WHAT THIS TASK INVOLVES: Line by line, please look for the word "instruction" in the following records, then copy each line you find it in.

=== Section Start ===

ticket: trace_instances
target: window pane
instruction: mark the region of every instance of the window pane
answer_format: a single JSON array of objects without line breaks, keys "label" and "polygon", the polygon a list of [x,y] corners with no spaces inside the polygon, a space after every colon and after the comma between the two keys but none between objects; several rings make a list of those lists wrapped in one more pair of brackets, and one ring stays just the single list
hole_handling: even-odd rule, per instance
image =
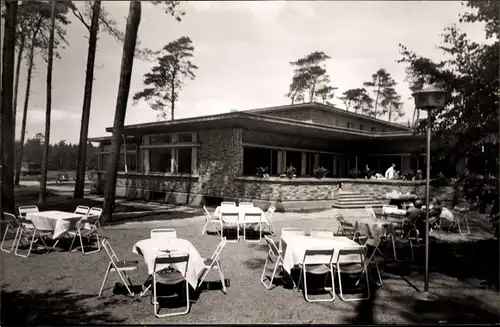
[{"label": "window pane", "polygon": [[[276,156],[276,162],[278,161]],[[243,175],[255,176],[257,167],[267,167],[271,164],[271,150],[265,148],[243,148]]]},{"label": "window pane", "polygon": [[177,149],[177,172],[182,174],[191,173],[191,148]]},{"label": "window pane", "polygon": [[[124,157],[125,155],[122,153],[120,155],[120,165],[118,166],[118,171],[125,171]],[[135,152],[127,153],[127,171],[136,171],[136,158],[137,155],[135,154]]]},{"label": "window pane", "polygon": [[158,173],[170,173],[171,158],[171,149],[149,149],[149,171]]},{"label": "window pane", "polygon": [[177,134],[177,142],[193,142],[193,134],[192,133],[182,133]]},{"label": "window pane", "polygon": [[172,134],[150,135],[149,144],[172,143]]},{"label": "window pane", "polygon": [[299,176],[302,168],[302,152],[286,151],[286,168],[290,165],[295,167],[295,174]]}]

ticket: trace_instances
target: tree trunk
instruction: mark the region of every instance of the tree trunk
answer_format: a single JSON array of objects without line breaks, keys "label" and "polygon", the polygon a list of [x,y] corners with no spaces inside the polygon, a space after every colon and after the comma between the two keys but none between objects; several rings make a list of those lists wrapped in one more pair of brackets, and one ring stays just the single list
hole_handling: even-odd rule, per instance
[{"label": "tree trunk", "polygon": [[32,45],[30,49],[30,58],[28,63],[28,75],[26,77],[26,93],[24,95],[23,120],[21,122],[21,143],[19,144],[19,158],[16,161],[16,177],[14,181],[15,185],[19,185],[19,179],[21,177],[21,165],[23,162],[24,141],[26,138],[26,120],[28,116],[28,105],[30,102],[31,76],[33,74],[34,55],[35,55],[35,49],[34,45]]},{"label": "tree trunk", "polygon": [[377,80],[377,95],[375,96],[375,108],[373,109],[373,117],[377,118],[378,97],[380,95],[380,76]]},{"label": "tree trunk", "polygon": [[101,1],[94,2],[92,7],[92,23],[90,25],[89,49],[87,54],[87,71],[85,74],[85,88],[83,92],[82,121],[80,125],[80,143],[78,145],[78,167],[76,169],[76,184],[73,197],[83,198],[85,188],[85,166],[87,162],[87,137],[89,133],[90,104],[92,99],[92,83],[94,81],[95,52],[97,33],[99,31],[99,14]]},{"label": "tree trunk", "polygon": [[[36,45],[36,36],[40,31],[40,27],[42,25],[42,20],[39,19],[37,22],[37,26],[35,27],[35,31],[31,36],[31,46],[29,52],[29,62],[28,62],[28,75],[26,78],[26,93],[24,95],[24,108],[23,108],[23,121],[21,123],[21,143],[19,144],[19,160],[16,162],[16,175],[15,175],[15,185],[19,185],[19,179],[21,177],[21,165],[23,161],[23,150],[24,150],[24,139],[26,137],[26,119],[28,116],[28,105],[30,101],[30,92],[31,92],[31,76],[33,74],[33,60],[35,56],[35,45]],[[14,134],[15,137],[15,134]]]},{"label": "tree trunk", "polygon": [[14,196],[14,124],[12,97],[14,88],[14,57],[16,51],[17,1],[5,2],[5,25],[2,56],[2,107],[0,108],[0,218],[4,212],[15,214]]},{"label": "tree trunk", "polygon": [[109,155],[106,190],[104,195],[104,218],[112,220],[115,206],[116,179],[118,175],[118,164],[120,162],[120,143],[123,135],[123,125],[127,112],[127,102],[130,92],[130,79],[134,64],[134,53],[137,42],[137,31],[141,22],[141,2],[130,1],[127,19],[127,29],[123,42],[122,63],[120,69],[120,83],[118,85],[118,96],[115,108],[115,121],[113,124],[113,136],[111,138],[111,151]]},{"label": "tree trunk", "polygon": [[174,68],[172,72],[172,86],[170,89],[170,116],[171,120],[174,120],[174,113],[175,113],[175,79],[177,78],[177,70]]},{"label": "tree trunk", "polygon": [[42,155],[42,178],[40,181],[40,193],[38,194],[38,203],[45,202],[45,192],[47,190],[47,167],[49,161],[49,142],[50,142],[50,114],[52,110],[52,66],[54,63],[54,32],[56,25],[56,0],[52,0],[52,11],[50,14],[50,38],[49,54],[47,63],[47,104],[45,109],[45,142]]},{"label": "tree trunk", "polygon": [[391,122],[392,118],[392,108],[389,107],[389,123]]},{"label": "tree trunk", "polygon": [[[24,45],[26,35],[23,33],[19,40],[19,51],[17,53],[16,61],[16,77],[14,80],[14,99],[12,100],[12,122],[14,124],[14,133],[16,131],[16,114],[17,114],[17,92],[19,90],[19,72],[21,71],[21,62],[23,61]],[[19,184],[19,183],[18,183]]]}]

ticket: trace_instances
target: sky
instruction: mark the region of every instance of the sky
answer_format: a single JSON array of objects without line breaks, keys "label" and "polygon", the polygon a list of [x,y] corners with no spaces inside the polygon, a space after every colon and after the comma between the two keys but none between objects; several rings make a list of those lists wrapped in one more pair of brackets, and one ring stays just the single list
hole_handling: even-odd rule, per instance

=== Section End ===
=== Section Start ===

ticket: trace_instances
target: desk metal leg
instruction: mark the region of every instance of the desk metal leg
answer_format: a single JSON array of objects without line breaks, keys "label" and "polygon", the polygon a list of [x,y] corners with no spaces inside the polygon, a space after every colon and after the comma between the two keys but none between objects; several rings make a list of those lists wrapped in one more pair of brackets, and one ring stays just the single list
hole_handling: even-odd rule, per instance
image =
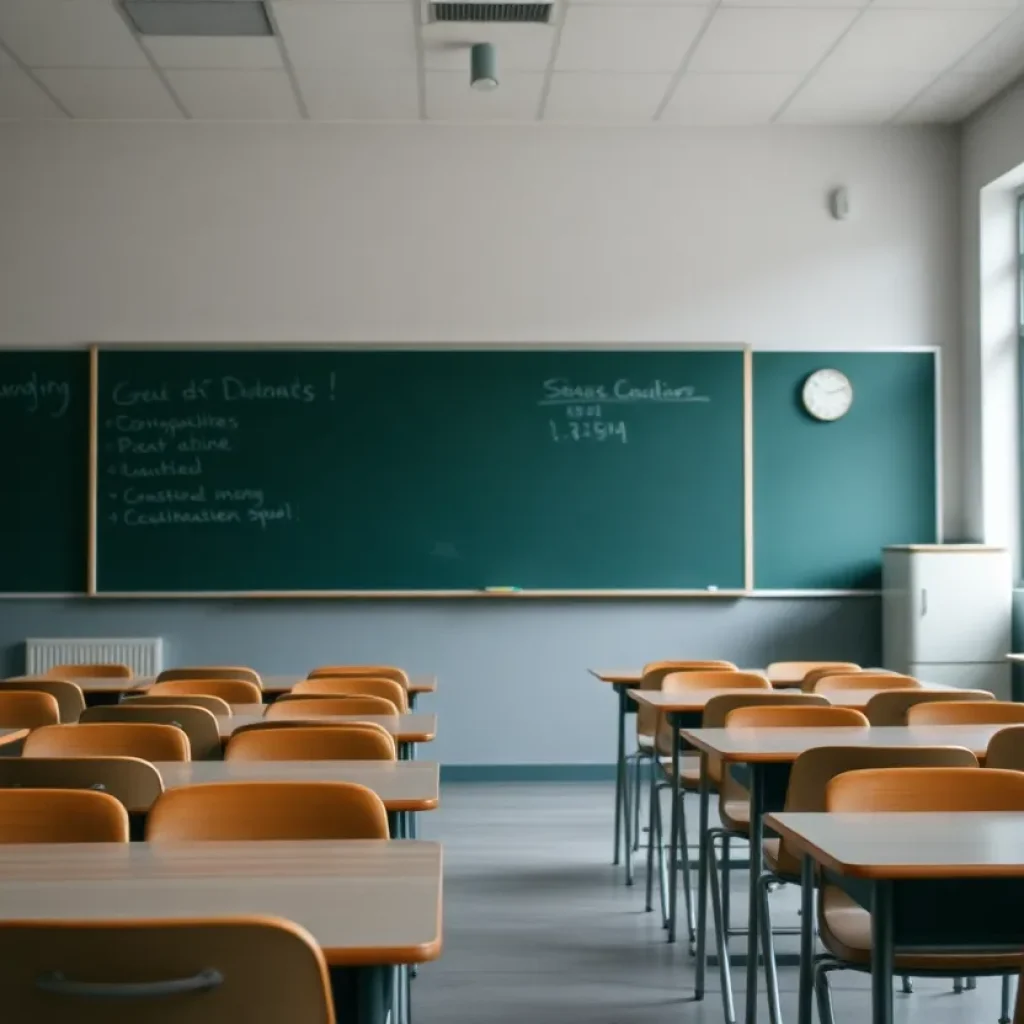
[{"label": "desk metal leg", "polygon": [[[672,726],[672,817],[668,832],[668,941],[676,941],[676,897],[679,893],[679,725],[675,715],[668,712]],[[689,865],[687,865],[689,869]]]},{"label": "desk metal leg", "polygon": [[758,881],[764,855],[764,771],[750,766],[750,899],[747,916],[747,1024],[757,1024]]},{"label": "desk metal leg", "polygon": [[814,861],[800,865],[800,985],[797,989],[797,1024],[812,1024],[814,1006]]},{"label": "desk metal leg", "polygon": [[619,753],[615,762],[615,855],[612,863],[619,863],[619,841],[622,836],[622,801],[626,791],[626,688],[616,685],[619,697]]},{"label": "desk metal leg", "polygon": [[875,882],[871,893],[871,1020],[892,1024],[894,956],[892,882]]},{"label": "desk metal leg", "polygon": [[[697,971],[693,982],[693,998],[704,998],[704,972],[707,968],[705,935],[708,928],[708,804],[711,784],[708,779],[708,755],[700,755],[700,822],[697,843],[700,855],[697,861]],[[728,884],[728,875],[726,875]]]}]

=== Section End ===

SOLUTION:
instruction: mark the region of every instance of the window pane
instruction: mark the region of every instance of the tree trunk
instruction: mark the region of every instance of the sky
instruction: mark the region of every instance of the desk metal leg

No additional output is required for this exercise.